[What the exercise asks] Extend the article below on the rise in teenage drug abuse, writing the passage that would follow its final sentence.

____ Text provided

Why is Teenage Drug Abuse on the Rise?

Our staff writer looks into the rise in teenage drug abuse. Partying with innocent drugs like cigarettes, alcohol, and marijuana is usually the gateway to more dangerous substances like OxyContin, heroin, LSD, and cocaine.

The teenage years are ones of change, learning, discovery, and for many, experimentation.

Some may try drugs such as marijuana and alcohol, but what may originally be viewed as harmless dabbling could lead to dependency and the use of harder drugs, such as cocaine and heroin.

The case for perceiving drinking alcohol and smoking marijuana as a gateway to abusing harder and more dangerous drugs is legitimate. Experimenting with marijuana, ecstasy, and even cigarettes is the usual starting point for teens. While some teens may never move on to more dangerous drugs like OxyContin, hallucinogens, or cocaine, others quickly become hooked on getting high and trying to find that elusive better feeling.

________
____ Recorded data

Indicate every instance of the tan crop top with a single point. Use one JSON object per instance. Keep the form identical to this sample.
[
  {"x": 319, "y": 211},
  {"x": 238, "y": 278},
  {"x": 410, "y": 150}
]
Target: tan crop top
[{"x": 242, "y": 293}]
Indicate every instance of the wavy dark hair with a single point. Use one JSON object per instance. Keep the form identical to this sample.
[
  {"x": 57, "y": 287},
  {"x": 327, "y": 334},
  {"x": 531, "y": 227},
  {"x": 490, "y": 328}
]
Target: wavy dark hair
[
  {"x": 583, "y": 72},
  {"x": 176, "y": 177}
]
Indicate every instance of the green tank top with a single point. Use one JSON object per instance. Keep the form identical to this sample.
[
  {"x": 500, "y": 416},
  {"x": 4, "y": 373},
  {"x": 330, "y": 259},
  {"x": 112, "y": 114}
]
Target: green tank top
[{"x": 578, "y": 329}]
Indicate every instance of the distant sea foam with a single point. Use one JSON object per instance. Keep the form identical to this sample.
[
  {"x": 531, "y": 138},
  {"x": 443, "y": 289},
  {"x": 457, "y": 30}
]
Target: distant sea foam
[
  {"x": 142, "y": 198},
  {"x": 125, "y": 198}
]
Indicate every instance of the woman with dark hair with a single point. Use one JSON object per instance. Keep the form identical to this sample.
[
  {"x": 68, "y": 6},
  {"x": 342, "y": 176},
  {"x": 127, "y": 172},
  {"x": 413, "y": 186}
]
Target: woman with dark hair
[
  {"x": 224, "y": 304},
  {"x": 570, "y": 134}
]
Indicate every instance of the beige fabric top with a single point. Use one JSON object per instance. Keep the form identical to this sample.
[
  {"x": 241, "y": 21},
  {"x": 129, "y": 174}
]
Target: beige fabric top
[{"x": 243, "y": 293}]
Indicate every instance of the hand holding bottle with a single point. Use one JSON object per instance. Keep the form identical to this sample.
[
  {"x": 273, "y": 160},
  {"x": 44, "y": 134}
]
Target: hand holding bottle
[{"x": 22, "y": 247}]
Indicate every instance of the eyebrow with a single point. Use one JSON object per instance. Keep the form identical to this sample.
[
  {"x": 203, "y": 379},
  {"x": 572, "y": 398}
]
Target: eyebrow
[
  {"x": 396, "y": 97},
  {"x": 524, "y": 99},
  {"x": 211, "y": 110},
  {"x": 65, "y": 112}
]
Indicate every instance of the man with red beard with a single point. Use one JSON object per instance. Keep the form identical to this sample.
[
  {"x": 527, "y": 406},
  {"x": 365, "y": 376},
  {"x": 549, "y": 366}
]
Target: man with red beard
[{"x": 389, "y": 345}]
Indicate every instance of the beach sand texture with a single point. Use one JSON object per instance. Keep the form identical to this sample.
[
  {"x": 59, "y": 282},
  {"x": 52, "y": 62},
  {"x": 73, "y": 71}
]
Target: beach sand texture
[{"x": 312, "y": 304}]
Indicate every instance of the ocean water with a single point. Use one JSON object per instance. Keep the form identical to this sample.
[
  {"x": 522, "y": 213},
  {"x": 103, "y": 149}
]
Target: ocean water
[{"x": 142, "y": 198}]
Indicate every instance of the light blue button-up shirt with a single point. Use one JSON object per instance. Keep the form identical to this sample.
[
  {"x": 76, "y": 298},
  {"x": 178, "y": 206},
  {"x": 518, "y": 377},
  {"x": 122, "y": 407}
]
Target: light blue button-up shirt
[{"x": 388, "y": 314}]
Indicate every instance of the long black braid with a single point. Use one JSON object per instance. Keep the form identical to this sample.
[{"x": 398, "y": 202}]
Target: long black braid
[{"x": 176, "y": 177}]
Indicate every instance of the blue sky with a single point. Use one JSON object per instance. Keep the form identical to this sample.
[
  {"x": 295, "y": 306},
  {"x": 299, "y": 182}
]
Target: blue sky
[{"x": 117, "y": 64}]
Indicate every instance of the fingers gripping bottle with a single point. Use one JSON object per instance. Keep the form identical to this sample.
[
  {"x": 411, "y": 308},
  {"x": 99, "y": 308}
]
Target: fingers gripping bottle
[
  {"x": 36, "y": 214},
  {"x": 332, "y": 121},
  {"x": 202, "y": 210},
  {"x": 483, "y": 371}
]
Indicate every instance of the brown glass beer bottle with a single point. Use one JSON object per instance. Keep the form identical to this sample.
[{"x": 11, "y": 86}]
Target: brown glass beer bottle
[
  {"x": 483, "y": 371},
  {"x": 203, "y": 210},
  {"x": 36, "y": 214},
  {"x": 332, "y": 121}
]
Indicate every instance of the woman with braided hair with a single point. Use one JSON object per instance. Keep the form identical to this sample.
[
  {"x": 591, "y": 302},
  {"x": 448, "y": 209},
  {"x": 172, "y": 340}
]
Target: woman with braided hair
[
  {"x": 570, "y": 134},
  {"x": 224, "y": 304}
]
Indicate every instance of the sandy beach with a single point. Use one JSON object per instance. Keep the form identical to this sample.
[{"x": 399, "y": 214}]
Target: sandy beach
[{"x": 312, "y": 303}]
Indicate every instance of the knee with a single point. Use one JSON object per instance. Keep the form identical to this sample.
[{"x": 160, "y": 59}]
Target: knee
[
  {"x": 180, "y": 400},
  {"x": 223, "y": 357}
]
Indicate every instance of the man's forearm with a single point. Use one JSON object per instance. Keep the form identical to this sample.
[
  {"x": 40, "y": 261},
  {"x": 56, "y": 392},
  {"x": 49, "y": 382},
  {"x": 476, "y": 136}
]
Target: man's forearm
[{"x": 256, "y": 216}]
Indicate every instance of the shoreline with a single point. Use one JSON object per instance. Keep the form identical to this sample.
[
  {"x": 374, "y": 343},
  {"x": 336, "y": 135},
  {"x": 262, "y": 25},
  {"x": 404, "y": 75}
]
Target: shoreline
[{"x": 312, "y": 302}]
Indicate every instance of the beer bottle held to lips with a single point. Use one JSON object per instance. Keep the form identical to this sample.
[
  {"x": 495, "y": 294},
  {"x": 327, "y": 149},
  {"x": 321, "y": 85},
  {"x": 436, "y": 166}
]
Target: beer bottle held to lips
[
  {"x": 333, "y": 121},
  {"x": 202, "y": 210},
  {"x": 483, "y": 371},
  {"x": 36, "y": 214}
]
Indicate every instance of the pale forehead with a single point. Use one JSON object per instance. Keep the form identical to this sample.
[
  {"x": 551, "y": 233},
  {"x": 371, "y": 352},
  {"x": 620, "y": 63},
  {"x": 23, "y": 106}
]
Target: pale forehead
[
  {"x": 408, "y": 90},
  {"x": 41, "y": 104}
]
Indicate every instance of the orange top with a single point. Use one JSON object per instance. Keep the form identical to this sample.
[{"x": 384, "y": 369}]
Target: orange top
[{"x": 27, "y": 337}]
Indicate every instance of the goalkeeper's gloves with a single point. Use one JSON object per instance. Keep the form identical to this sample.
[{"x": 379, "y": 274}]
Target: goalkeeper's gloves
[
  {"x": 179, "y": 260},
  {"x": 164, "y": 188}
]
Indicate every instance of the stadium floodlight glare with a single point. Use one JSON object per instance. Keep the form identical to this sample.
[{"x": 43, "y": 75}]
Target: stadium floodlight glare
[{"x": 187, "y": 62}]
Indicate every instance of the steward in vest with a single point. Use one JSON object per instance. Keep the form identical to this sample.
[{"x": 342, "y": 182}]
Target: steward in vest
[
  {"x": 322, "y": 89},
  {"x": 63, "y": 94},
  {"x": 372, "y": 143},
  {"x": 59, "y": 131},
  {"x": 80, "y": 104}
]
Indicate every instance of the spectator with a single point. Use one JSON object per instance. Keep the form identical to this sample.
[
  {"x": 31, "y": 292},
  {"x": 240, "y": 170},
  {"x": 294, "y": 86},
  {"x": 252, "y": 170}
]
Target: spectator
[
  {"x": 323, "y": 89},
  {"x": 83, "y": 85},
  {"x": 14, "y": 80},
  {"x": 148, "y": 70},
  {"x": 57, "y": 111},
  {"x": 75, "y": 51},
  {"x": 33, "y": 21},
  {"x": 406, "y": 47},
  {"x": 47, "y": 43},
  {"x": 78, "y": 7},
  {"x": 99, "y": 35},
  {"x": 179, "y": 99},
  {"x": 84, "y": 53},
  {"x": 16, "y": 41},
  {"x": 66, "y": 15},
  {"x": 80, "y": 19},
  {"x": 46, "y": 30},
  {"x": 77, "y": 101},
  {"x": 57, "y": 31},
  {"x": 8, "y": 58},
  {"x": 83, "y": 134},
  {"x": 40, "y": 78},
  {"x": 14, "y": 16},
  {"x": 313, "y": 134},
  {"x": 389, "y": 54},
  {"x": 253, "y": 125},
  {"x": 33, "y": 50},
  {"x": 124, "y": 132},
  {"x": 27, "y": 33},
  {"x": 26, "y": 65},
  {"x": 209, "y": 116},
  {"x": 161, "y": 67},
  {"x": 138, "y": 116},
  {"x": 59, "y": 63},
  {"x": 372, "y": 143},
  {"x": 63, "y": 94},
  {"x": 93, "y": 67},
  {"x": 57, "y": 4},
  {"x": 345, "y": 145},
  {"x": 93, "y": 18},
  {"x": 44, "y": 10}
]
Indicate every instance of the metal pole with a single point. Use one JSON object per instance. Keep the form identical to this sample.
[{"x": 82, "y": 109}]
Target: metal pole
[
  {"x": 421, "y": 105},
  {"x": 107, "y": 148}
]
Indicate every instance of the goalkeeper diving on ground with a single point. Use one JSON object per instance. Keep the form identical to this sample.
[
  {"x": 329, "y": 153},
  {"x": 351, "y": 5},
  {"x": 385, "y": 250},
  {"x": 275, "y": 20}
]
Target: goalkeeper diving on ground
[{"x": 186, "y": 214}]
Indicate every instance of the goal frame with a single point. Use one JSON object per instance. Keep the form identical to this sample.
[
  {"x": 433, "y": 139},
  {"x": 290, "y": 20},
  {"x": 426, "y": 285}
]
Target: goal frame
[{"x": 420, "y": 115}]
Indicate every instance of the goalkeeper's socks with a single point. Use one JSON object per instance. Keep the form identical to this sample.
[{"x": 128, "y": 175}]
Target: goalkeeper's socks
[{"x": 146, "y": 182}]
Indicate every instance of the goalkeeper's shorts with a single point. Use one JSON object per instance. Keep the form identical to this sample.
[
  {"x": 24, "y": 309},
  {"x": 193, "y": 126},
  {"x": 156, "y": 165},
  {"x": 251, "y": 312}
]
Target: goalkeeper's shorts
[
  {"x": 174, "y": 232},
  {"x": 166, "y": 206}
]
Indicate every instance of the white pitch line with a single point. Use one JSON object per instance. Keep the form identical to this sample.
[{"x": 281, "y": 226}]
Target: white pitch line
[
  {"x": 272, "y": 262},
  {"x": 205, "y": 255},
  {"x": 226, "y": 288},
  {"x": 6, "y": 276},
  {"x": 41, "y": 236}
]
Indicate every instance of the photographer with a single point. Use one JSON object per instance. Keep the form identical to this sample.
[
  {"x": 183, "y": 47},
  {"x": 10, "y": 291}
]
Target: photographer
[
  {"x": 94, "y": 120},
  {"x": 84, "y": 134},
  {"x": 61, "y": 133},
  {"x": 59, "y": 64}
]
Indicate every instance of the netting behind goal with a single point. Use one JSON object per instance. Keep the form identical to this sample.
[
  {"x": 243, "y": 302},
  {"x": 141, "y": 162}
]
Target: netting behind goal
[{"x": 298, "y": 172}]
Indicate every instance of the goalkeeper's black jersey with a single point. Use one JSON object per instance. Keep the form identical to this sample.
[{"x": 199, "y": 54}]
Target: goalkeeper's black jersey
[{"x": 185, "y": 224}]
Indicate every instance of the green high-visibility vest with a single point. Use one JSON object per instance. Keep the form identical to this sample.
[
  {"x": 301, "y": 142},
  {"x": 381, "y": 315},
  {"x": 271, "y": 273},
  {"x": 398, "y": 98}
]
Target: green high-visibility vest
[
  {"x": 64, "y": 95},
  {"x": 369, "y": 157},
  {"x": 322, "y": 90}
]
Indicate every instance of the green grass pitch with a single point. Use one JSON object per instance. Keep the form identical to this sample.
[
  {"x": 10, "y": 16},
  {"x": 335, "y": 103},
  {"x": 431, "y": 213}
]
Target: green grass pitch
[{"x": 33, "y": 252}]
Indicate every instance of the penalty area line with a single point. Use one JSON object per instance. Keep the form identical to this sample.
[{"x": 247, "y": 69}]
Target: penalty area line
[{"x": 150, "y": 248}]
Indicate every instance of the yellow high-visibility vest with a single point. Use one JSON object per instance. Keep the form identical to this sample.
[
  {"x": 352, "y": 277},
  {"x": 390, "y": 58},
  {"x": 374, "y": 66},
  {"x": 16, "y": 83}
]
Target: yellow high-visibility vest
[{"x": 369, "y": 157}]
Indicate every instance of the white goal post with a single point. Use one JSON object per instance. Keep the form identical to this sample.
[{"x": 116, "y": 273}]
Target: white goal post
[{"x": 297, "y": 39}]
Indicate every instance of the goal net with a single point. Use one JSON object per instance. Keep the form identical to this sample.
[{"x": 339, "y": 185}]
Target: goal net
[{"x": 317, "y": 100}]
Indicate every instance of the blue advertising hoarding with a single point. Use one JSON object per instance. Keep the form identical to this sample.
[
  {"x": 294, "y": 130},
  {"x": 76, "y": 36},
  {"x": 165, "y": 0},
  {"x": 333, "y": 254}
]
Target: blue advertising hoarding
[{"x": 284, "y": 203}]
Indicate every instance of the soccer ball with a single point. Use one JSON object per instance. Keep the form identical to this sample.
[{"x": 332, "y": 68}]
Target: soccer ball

________

[Answer below]
Teenage Drug Use Today

Here are the startling numbers concerning teenage drug use today:

  • According to the Surgeon General’s Call to Action to Prevent and Reduce Underage Drinking, the “peak years” of alcohol experimentation are in seventh and eighth grade, which are when students are between 12 and 14
  • In a survey conducted by the National Institute on Drug Abuse, 38.9% of eight graders in the US reported to having tried alcohol. 32.1% admitted to drinking within a year. 15.9% drank within the past month of the survey
  • In the same survey, 28.8% of 11th graders and 43.1% of 12th grade students reported that they had alcohol within the past 30 days of the poll
  • A 2007 Connecticut School Health Survey found that 26.2% of the state’s high school students participated in binge drinking at least one time within the 30 days before the survey

In an article in the New Canaan News, according to Ginger Katz, who launched the non-profit agency Courage to Speak Foundation, which seeks to educate parents and their teens about substance abuse, it takes 10 years for an adult who is 30 years to be chronically addicted to alcohol, while it takes a teenager who is 15 less than 15 months to reach the same stage of alcoholism. Because a teenager’s body is still developing and are not fully developed until they are 24, they can become much more quickly addicted to drugs.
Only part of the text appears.